Data items:
Content starts

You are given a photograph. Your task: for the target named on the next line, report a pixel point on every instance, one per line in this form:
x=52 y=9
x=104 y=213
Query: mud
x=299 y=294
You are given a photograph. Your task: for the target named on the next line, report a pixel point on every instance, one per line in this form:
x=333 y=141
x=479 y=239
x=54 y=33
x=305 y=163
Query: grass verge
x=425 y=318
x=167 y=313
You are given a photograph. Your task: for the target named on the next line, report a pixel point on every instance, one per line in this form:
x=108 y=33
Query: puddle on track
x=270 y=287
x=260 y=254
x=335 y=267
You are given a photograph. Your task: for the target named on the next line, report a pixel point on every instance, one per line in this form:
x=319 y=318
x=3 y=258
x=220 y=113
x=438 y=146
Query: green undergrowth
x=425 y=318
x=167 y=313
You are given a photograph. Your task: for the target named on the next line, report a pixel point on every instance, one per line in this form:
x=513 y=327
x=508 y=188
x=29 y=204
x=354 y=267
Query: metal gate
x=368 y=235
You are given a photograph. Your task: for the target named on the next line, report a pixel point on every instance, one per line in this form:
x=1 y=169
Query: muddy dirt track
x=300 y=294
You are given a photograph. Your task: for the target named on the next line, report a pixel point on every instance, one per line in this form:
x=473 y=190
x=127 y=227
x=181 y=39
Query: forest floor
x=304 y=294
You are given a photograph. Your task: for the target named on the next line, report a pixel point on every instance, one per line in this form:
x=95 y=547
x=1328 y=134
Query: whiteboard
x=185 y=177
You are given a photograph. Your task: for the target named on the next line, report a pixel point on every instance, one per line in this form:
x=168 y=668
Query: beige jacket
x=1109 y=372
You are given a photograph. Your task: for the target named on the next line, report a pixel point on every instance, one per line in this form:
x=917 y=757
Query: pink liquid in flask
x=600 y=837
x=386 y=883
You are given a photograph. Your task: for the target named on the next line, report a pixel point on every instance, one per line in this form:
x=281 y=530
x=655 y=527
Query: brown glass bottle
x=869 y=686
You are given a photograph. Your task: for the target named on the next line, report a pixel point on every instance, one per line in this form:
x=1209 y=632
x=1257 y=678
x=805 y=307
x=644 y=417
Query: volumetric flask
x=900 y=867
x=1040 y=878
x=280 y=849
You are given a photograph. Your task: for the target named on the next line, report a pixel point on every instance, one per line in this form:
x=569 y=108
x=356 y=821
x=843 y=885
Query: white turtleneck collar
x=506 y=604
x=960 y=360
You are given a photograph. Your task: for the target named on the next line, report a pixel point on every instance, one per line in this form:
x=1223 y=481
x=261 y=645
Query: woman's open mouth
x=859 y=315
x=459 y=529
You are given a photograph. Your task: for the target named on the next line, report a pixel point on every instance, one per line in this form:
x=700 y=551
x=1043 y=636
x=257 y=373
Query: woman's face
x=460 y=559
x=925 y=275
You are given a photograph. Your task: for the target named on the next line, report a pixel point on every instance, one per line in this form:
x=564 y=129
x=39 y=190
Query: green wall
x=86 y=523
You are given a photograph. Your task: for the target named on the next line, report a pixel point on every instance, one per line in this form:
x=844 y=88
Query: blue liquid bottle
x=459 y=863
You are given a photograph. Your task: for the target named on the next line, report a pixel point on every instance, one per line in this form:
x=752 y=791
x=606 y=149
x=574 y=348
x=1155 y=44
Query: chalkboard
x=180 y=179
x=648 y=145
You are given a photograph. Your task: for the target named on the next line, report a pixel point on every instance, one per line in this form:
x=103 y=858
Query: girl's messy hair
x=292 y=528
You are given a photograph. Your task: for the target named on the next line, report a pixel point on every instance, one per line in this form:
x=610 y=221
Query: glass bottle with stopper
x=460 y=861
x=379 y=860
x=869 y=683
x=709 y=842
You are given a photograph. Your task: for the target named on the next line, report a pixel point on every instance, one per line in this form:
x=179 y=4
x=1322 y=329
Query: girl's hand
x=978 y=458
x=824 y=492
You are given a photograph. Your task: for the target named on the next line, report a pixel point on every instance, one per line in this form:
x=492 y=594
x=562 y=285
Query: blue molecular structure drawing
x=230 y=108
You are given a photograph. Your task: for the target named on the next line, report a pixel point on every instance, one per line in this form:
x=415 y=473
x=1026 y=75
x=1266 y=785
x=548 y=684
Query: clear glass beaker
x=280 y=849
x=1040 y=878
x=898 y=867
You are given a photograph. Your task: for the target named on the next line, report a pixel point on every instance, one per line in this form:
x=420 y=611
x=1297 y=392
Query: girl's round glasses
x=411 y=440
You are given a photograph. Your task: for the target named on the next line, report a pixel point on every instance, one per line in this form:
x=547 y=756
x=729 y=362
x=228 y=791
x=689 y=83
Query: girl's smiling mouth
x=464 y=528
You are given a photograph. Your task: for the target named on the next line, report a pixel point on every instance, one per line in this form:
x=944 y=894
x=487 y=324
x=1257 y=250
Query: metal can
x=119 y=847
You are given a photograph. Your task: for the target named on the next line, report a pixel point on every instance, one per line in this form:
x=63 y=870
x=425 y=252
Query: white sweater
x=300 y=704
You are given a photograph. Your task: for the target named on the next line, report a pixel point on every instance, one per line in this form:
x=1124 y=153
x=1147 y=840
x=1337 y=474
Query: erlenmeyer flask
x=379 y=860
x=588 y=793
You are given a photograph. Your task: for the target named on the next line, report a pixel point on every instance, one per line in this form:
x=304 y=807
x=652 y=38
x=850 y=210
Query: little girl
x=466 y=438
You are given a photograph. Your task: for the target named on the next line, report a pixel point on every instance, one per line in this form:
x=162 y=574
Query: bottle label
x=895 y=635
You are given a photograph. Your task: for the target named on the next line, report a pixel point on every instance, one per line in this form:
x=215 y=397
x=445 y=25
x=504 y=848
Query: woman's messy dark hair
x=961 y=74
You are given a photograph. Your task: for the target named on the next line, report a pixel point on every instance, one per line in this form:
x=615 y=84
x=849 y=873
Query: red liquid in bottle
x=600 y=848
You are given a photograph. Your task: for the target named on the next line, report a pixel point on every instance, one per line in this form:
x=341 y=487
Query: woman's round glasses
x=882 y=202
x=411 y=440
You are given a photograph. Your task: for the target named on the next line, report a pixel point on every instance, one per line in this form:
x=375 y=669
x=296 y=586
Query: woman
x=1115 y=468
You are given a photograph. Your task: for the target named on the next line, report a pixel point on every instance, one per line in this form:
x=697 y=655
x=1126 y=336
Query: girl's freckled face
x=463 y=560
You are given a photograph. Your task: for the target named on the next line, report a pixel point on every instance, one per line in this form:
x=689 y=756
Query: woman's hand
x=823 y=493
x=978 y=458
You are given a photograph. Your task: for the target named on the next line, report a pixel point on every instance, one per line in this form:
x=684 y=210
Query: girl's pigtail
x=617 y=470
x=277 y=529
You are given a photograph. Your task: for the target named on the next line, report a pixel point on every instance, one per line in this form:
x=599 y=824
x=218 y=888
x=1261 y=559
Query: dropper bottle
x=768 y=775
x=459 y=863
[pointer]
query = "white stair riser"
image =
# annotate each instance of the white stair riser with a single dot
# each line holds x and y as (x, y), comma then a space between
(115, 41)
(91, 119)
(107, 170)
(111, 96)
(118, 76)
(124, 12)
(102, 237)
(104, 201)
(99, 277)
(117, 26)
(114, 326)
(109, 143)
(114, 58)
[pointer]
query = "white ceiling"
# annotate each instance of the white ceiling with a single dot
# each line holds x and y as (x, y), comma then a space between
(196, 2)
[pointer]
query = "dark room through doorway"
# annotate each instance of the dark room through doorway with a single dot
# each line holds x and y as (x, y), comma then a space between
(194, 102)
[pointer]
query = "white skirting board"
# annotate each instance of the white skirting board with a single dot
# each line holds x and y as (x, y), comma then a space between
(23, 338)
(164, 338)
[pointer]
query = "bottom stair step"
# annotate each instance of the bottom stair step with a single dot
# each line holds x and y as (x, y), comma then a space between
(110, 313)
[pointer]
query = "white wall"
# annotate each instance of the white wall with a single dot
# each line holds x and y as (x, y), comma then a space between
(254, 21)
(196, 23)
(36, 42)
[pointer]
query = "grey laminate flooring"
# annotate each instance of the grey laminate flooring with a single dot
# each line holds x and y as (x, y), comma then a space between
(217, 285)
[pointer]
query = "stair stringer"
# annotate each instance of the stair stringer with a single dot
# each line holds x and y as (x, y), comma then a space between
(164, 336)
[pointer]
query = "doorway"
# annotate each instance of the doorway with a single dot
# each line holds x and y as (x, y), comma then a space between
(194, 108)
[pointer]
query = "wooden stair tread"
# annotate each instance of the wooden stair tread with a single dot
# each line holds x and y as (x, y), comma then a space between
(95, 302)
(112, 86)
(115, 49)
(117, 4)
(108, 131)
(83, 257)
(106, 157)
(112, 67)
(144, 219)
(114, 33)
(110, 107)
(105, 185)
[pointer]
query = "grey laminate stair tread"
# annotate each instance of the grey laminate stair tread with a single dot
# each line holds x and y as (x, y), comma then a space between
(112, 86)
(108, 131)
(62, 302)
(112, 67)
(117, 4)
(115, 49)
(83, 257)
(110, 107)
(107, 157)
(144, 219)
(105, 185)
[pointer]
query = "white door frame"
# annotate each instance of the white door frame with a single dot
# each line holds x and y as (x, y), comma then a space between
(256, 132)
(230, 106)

Content ends

Check each line above for the word "stringer", and copy the lines where it appears.

query = "stair stringer"
# annotate each instance of the stair stringer with a single dot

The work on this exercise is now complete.